Source extract:
============================================================

# ping Trier



## oldtart (Mar 18, 2006)

First of all, thank you to all of you who have contributed to the Germany touring, especially the Moselle valley. 

Hopefully we shall be there next week.we will be going from Ypres to Trier initially. I have been looking through the postings on the Stellplatze in Trier and am confused!! It doesn't take much!!


One says the stellplatze by the bus station is rubbish. Another says there is one right in the centre. Is this Treviris and is it the same one that you put 20 euros on the card when you go in for showers, electricity, toilets etc. 

I've made a note of all the stellplatze mention3d and am now going to find them in the Bord Atlas.

Val


----------



## Grizzly (May 9, 2005)

Hi Val, I know nothing about Trier but, have you got a place at Ypres ? We had 2 attempts four weeks ago but it was full both times. We eventually booked via the phone and got in last week for 2 nights only. We've never had to book there before but it is busy this year and it' s a long trek to be turned away !

============================================================

Data excerpt:
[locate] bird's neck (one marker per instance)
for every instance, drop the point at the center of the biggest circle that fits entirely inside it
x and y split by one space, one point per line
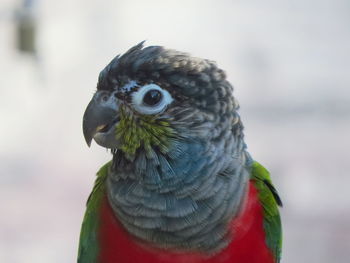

============================================================

To do: Reproduce the stretch of the Trier forum thread from "Hopefully we shall" through "the Bord Atlas.". The listing comes from a separate source.

The result:
Hopefully we shall be there next week.we will be going from Ypres to Trier initially. I have been looking through the postings on the Stellplatze in Trier and am confused!! It doesn't take much!!


One says the stellplatze by the bus station is rubbish. Another says there is one right in the centre. Is this Treviris and is it the same one that you put 20 euros on the card when you go in for showers, electricity, toilets etc. 

I've made a note of all the stellplatze mention3d and am now going to find them in the Bord Atlas.